▶ **What the exercise asks**:
Your job is to reproduce all of the data exactly.

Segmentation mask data
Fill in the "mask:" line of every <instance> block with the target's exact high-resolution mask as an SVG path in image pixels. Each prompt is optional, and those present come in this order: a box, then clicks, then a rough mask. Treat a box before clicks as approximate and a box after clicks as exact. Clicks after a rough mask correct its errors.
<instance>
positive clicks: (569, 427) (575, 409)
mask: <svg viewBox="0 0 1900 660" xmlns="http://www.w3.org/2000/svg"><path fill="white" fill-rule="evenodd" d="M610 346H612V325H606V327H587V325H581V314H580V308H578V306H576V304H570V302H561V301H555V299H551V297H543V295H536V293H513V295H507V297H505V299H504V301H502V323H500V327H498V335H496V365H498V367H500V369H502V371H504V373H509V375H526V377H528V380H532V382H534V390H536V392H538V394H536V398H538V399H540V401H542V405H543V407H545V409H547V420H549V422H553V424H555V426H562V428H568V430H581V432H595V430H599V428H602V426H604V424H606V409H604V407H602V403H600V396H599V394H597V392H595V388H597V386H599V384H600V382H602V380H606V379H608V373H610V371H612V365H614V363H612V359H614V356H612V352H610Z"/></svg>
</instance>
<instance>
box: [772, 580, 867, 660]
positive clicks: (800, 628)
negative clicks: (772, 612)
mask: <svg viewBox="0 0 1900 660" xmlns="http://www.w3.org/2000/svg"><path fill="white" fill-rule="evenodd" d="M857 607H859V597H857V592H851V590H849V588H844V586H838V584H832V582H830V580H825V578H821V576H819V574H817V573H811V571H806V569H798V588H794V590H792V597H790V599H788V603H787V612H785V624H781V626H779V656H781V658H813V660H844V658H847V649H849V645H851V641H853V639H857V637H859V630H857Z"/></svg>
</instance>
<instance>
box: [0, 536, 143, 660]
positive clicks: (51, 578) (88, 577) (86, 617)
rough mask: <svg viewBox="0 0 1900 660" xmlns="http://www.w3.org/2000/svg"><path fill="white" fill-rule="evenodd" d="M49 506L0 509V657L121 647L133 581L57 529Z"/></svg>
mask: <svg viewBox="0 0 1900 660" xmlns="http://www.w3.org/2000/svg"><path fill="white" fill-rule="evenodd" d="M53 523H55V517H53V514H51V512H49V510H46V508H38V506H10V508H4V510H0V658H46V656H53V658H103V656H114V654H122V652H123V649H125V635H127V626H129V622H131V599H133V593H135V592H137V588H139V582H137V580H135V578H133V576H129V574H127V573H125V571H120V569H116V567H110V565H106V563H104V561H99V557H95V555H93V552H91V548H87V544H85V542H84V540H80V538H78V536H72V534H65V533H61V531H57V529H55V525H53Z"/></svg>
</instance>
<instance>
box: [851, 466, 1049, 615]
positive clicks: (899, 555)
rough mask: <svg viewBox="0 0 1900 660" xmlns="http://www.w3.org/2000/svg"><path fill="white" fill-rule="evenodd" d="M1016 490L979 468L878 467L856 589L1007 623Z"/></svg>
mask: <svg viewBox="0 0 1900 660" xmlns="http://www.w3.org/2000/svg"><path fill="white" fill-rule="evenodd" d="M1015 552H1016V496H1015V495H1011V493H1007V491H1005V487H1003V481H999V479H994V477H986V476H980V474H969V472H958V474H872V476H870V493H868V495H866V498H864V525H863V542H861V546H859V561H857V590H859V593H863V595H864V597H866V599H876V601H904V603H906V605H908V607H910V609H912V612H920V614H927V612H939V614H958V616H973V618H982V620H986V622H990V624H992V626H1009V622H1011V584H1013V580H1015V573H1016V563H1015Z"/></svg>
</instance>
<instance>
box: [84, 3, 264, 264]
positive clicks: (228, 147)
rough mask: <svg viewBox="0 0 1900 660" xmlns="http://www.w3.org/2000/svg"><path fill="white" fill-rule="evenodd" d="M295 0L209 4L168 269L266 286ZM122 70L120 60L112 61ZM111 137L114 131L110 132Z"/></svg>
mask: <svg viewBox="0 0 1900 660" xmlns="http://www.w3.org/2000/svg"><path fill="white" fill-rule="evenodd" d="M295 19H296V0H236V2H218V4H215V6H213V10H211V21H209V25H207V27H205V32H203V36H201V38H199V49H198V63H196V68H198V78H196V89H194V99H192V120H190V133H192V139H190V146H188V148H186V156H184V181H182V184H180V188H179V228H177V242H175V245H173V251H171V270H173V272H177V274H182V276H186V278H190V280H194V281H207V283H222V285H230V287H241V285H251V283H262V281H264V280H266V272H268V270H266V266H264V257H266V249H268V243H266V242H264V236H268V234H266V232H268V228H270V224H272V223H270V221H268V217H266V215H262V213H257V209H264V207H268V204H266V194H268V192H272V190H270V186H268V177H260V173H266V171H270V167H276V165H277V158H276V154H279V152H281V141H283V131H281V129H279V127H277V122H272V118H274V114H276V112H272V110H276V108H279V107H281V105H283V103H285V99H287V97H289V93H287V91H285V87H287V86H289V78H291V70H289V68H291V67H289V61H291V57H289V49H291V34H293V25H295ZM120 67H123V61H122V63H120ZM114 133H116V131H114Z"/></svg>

▶ **Exercise solution**:
Fill in the "mask:" line of every <instance> block with the target's exact high-resolution mask as an SVG path in image pixels. Each prompt is optional, and those present come in this order: a box, then clicks, then a rough mask. Treat a box before clicks as approximate and a box after clicks as exact. Clicks after a rough mask correct its errors.
<instance>
positive clicks: (569, 427) (575, 409)
mask: <svg viewBox="0 0 1900 660" xmlns="http://www.w3.org/2000/svg"><path fill="white" fill-rule="evenodd" d="M610 346H612V325H606V327H587V325H581V314H580V308H578V306H576V304H570V302H561V301H555V299H551V297H543V295H536V293H513V295H507V297H505V299H504V301H502V323H500V327H498V335H496V365H498V367H500V369H502V371H504V373H509V375H526V377H528V380H532V382H534V390H536V392H538V394H536V398H538V399H540V401H542V405H543V407H545V409H547V420H549V422H553V424H555V426H562V428H568V430H581V432H595V430H599V428H602V426H604V424H606V409H604V407H602V403H600V396H599V394H597V392H595V388H597V386H599V384H600V382H602V380H606V379H608V373H610V371H612V365H614V363H612V359H614V356H612V352H610Z"/></svg>
</instance>
<instance>
box: [772, 580, 867, 660]
positive clicks: (800, 628)
negative clicks: (772, 612)
mask: <svg viewBox="0 0 1900 660" xmlns="http://www.w3.org/2000/svg"><path fill="white" fill-rule="evenodd" d="M857 607H859V597H857V592H851V590H849V588H844V586H838V584H832V582H830V580H825V578H821V576H819V574H817V573H811V571H806V569H798V588H794V590H792V597H790V599H788V603H787V612H785V624H781V626H779V656H781V658H813V660H844V658H847V649H849V645H851V641H853V639H857V637H859V630H857Z"/></svg>
</instance>
<instance>
box: [0, 536, 143, 660]
positive clicks: (51, 578) (88, 577) (86, 617)
rough mask: <svg viewBox="0 0 1900 660" xmlns="http://www.w3.org/2000/svg"><path fill="white" fill-rule="evenodd" d="M49 506L0 509V657L121 647L133 581L57 529Z"/></svg>
mask: <svg viewBox="0 0 1900 660" xmlns="http://www.w3.org/2000/svg"><path fill="white" fill-rule="evenodd" d="M53 523H55V517H53V514H51V512H49V510H46V508H38V506H10V508H4V510H0V658H46V656H53V658H103V656H114V654H122V652H123V649H125V635H127V626H129V622H131V599H133V593H135V592H137V588H139V582H137V580H135V578H133V576H129V574H127V573H125V571H120V569H116V567H110V565H106V563H104V561H99V557H95V555H93V552H91V548H87V544H85V542H84V540H80V538H78V536H72V534H65V533H61V531H57V529H55V525H53Z"/></svg>
</instance>
<instance>
box: [851, 466, 1049, 615]
positive clicks: (899, 555)
rough mask: <svg viewBox="0 0 1900 660" xmlns="http://www.w3.org/2000/svg"><path fill="white" fill-rule="evenodd" d="M1016 490L979 468L878 467L856 589L1007 623Z"/></svg>
mask: <svg viewBox="0 0 1900 660" xmlns="http://www.w3.org/2000/svg"><path fill="white" fill-rule="evenodd" d="M1015 552H1016V496H1015V495H1011V493H1007V491H1005V487H1003V481H999V479H994V477H986V476H980V474H969V472H958V474H872V476H870V493H868V495H866V498H864V525H863V542H861V546H859V561H857V590H859V593H863V595H864V597H866V599H876V601H904V603H906V605H908V607H910V609H912V612H920V614H927V612H939V614H958V616H973V618H982V620H986V622H990V624H992V626H1009V622H1011V584H1013V580H1015V573H1016V563H1015Z"/></svg>
</instance>
<instance>
box: [84, 3, 264, 264]
positive clicks: (228, 147)
rough mask: <svg viewBox="0 0 1900 660" xmlns="http://www.w3.org/2000/svg"><path fill="white" fill-rule="evenodd" d="M295 0L209 4L168 269L266 286ZM122 70L120 60L112 61ZM111 137L114 131L110 132Z"/></svg>
mask: <svg viewBox="0 0 1900 660" xmlns="http://www.w3.org/2000/svg"><path fill="white" fill-rule="evenodd" d="M295 19H296V0H236V2H218V4H215V6H213V10H211V21H209V25H207V27H205V32H203V36H201V38H199V49H198V63H196V68H198V78H196V89H194V99H192V120H190V133H192V139H190V146H188V148H186V156H184V181H182V184H180V188H179V228H177V242H175V245H173V251H171V270H173V272H177V274H182V276H186V278H190V280H194V281H207V283H222V285H230V287H241V285H251V283H262V281H264V280H266V272H268V270H266V266H264V257H266V249H268V243H266V242H264V236H268V234H266V232H268V228H270V224H272V223H270V221H268V217H266V215H262V213H257V209H264V207H268V204H266V194H268V192H272V190H270V186H268V177H260V173H266V171H270V167H276V165H277V158H276V154H279V152H281V141H283V131H281V129H279V127H277V122H272V118H274V114H276V112H272V110H276V108H279V107H281V105H283V103H285V99H287V97H289V93H287V91H285V87H287V86H289V78H291V70H289V68H291V67H289V61H291V57H289V49H291V34H293V25H295ZM120 67H123V61H122V63H120ZM114 133H116V131H114Z"/></svg>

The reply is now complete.